Top of Excerpt

Justine de Jonge is a Melbourne freelance travel writer and blogger who loves travelling the vegan road. She also loves blogging about her vegan travels at www.fireandtea.com .
Published July 24th 2019
Tasty vegan Turkish kebabs in the heart of Brunswick
As always, it takes a vision to bring an idea to life. The building blocks for the vision of a new food place are the basics: a new recipe and an easily accessible shopfront. The vision for Kevabs Brunswick was to be Australia's first vegan kebab shop. Now, thanks to owner and Chef Angie, Kevabs Brunswick is a reality set in stone (and plants).
An all-vegan kebab shop seemed to be an idea that may have been scoffed at by food traditionalists. Though, Angie's vision came to life because she dreamed big. She dared to ask 'what if?' Through some plant-based culinary creativity, Angie has succeeded in making the seemingly impossible possible. Angie has created a meat substitute to stuff her 'kevabs' with, along with the essentials – lettuce, tomato, sumac onion and a choice of sauces. Angie's secret recipe, made from 'loads of veggies and pea protein', has resulted in a texturally accurate alternative to meat. Here, Angie's blend of traditional Turkish flavours is all translated into vegan versions of traditional Turkish dishes.

Bottom of Excerpt

▶ **Problem statement**: Repeat the whole piece on Kevabs Brunswick, the vegan kebab shop, word for word.

Top of Listed records

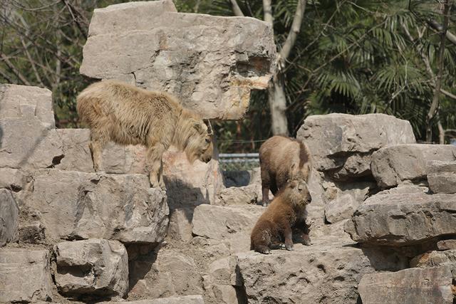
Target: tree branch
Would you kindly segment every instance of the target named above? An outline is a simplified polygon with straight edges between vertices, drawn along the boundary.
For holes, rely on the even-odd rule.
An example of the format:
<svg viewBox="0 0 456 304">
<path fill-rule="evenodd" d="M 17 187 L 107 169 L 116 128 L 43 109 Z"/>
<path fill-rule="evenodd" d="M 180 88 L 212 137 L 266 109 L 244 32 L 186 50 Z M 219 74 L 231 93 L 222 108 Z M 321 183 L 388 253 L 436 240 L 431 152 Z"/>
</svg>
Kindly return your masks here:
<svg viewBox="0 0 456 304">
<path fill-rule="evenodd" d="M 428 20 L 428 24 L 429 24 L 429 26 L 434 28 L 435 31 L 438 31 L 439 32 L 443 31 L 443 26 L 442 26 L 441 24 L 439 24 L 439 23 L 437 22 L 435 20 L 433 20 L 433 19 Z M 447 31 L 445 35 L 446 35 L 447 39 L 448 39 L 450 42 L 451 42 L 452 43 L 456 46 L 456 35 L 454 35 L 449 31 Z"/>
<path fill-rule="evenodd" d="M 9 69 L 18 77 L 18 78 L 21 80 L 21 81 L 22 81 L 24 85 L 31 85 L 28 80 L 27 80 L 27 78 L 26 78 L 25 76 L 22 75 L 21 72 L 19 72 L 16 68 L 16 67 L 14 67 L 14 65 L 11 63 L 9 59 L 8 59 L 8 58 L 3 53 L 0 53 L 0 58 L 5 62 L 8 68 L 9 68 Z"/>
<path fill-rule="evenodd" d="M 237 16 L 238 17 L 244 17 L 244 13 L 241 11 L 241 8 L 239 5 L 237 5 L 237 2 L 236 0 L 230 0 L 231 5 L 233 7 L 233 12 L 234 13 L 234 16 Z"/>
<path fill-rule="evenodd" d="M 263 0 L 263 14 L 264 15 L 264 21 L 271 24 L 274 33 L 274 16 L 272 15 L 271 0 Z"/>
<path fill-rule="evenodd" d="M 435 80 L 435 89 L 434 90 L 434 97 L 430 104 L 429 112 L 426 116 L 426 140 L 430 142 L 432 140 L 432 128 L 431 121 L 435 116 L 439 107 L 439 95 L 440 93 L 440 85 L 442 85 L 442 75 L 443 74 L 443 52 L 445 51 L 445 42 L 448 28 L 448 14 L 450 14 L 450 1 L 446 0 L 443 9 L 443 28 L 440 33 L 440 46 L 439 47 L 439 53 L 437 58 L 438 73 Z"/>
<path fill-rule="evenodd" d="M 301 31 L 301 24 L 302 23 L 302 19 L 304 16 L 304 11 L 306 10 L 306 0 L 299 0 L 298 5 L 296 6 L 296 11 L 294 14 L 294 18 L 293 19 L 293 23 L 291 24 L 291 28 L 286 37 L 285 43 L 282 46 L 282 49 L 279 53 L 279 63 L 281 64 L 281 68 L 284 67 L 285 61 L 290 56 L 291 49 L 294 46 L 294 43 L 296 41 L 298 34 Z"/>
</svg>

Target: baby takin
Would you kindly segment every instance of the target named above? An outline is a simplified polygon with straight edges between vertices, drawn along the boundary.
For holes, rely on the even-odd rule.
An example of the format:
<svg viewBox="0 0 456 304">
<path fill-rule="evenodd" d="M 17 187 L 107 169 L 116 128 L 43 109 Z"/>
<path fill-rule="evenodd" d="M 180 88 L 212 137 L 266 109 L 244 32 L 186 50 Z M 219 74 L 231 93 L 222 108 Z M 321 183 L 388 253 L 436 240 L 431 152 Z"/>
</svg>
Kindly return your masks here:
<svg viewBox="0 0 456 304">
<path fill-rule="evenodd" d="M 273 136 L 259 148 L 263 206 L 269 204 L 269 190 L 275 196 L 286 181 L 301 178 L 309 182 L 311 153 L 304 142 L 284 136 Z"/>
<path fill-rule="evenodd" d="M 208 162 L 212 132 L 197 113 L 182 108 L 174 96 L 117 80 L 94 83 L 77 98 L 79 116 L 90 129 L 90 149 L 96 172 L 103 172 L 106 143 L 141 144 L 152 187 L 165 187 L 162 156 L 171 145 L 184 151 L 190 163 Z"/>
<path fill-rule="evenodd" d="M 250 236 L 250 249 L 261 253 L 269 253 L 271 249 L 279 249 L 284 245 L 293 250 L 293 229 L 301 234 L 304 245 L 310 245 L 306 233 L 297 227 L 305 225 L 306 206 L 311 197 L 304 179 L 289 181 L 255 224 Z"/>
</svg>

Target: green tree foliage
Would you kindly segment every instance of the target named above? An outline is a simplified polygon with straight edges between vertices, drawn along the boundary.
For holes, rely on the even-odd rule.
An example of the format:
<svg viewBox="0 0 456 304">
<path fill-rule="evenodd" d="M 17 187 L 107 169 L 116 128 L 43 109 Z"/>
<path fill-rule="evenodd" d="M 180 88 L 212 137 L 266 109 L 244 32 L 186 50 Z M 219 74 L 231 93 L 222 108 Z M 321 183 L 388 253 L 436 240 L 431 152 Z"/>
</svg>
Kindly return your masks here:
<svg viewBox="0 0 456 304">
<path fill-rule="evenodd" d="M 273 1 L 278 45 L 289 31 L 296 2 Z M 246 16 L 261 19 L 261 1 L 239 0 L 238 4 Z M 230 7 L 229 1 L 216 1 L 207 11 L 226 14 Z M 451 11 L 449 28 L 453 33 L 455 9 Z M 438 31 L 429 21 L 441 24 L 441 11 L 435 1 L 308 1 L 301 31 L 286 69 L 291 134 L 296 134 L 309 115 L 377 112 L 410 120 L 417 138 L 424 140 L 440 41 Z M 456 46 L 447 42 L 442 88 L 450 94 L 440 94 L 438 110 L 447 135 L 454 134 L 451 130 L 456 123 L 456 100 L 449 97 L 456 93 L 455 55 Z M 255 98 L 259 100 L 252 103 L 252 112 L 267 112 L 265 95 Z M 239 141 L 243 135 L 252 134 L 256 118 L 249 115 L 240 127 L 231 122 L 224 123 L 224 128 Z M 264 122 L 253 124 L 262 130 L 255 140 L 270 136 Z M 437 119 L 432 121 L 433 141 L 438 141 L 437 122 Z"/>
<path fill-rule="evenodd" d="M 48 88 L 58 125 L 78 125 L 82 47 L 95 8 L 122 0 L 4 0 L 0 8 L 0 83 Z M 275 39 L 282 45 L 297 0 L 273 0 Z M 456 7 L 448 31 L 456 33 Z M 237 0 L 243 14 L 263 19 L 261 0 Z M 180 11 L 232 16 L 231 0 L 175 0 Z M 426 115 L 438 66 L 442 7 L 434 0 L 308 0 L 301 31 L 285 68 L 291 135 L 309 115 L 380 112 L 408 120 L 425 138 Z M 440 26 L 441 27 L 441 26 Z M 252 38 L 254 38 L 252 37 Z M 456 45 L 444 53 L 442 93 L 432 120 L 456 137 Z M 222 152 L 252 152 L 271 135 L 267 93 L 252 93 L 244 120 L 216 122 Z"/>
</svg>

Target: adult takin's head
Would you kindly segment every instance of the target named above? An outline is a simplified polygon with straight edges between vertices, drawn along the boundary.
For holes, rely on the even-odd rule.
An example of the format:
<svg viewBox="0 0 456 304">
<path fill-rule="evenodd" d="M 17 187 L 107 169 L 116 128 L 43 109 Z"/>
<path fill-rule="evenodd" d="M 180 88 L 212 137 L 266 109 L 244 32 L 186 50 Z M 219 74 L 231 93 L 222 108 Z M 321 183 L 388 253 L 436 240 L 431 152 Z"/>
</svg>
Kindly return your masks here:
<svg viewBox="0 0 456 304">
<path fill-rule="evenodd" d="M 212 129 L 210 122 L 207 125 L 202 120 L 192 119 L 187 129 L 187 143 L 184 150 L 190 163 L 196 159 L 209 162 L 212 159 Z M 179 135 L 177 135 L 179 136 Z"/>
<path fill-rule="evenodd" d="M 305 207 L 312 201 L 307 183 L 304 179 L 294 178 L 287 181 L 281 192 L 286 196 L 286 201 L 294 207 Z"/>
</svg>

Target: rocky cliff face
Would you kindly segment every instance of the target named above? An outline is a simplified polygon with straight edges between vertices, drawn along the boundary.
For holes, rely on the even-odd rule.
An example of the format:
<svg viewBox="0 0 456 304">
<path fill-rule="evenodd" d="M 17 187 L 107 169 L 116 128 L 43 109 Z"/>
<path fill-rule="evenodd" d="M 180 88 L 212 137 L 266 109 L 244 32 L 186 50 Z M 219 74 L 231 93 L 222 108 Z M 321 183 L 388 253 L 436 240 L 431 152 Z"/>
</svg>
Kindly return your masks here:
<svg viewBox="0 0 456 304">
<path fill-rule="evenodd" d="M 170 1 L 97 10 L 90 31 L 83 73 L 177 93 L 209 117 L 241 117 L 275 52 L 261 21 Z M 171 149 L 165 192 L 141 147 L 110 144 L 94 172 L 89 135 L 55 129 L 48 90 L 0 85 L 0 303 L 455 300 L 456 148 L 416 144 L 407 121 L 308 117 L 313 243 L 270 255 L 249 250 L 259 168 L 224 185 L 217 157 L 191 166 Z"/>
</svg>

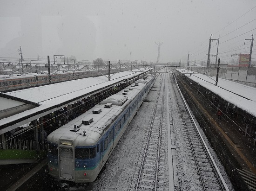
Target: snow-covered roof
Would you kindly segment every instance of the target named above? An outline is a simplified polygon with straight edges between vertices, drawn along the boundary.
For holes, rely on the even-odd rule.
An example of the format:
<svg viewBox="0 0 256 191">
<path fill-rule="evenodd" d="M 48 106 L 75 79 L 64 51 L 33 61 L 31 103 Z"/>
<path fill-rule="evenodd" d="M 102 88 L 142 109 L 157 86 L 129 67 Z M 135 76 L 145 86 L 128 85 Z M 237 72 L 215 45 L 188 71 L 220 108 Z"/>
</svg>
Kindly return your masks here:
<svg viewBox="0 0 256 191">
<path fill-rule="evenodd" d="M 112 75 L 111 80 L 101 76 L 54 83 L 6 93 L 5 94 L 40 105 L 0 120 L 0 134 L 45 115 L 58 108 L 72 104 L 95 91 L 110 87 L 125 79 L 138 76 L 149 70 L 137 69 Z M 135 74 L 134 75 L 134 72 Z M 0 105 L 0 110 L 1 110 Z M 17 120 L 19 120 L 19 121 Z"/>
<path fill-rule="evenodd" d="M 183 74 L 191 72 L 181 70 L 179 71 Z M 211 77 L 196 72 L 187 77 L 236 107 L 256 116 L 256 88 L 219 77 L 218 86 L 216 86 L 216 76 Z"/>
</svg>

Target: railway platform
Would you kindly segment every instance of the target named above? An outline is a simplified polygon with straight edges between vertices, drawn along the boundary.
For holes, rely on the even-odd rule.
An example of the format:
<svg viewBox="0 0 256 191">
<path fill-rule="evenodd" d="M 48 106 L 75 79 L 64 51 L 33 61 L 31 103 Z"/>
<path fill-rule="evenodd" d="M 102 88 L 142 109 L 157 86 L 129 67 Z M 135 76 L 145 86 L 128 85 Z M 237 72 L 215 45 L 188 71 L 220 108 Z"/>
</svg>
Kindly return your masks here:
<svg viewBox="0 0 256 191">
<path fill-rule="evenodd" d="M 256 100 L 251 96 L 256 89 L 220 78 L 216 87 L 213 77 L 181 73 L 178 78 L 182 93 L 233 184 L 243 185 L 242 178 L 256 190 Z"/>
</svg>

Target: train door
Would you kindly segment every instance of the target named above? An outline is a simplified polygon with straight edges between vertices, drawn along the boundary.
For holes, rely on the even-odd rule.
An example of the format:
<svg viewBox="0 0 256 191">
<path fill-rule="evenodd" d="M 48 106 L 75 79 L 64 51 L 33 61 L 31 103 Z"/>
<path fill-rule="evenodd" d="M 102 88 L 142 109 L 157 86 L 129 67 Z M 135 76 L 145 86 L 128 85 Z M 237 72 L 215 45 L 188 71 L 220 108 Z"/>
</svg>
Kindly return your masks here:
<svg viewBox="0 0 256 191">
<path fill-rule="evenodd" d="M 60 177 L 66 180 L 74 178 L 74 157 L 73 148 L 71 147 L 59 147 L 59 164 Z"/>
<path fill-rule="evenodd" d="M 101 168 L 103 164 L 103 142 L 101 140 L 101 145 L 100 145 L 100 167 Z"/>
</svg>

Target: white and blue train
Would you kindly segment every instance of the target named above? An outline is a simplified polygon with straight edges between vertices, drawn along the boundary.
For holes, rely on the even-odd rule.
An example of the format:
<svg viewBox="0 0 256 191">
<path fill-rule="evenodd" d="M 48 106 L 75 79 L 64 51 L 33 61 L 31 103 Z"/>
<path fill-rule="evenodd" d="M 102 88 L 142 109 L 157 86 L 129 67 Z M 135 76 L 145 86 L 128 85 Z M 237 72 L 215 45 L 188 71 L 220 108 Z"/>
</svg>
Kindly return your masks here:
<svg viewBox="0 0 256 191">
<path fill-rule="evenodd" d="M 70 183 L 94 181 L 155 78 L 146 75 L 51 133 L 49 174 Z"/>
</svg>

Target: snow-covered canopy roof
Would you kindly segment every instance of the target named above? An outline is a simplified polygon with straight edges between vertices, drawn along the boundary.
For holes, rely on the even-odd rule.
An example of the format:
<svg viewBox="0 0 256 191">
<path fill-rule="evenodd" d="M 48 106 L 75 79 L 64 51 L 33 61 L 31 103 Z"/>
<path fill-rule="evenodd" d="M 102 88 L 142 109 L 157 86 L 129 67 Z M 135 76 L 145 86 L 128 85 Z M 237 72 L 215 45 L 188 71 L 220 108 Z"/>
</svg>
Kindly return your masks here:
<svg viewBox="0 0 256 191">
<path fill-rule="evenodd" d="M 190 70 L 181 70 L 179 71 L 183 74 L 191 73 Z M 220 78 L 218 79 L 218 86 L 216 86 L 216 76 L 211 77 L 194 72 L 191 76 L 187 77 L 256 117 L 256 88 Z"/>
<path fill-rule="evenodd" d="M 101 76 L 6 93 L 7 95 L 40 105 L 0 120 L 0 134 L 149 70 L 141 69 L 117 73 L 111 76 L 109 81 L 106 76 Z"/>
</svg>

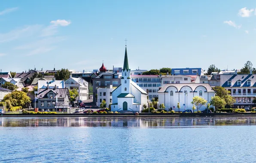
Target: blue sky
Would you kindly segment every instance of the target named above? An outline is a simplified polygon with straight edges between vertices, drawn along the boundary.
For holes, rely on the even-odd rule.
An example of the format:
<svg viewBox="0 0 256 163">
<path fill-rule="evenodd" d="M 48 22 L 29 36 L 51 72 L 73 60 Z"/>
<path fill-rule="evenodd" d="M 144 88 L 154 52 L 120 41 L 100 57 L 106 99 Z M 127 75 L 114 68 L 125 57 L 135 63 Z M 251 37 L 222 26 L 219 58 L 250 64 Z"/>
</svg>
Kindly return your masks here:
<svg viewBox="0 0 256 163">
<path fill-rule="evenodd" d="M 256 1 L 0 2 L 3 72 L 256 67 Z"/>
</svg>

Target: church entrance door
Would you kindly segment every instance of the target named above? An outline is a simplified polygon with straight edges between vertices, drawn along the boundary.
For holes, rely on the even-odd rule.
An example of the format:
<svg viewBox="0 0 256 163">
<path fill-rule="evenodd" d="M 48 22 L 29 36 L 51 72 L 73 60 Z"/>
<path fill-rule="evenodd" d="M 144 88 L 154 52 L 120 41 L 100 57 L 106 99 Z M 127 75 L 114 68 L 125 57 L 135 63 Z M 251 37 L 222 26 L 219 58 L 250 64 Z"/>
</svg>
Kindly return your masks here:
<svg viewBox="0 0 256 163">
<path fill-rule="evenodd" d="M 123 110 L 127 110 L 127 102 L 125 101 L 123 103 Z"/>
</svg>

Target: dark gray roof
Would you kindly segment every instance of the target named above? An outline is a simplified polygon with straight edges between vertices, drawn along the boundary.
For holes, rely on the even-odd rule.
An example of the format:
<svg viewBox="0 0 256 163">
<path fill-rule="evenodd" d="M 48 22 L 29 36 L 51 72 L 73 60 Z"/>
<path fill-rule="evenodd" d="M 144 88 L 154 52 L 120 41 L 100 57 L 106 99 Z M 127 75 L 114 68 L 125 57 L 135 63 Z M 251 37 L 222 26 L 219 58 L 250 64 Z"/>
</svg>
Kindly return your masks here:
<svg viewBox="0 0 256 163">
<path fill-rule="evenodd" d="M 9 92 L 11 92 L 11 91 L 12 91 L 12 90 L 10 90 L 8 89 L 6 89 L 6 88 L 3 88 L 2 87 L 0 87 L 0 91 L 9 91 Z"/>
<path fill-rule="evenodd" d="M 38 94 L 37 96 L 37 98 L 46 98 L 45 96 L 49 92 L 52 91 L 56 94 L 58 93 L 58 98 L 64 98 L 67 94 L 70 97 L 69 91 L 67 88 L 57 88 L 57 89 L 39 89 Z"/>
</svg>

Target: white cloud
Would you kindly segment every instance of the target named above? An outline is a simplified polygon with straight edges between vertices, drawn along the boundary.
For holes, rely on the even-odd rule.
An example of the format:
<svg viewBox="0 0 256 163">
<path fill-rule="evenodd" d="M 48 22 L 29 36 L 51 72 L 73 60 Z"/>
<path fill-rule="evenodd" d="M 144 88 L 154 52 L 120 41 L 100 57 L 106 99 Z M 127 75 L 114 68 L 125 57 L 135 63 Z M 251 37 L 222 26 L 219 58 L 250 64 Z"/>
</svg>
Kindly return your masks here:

Bottom of Listed records

▶ **Result**:
Justine de Jonge is a Melbourne freelance travel writer and blogger who loves travelling the vegan road. She also loves blogging about her vegan travels at www.fireandtea.com .
Published July 24th 2019
Tasty vegan Turkish kebabs in the heart of Brunswick
As always, it takes a vision to bring an idea to life. The building blocks for the vision of a new food place are the basics: a new recipe and an easily accessible shopfront. The vision for Kevabs Brunswick was to be Australia's first vegan kebab shop. Now, thanks to owner and Chef Angie, Kevabs Brunswick is a reality set in stone (and plants).
An all-vegan kebab shop seemed to be an idea that may have been scoffed at by food traditionalists. Though, Angie's vision came to life because she dreamed big. She dared to ask 'what if?' Through some plant-based culinary creativity, Angie has succeeded in making the seemingly impossible possible. Angie has created a meat substitute to stuff her 'kevabs' with, along with the essentials – lettuce, tomato, sumac onion and a choice of sauces. Angie's secret recipe, made from 'loads of veggies and pea protein', has resulted in a texturally accurate alternative to meat. Here, Angie's blend of traditional Turkish flavours is all translated into vegan versions of traditional Turkish dishes.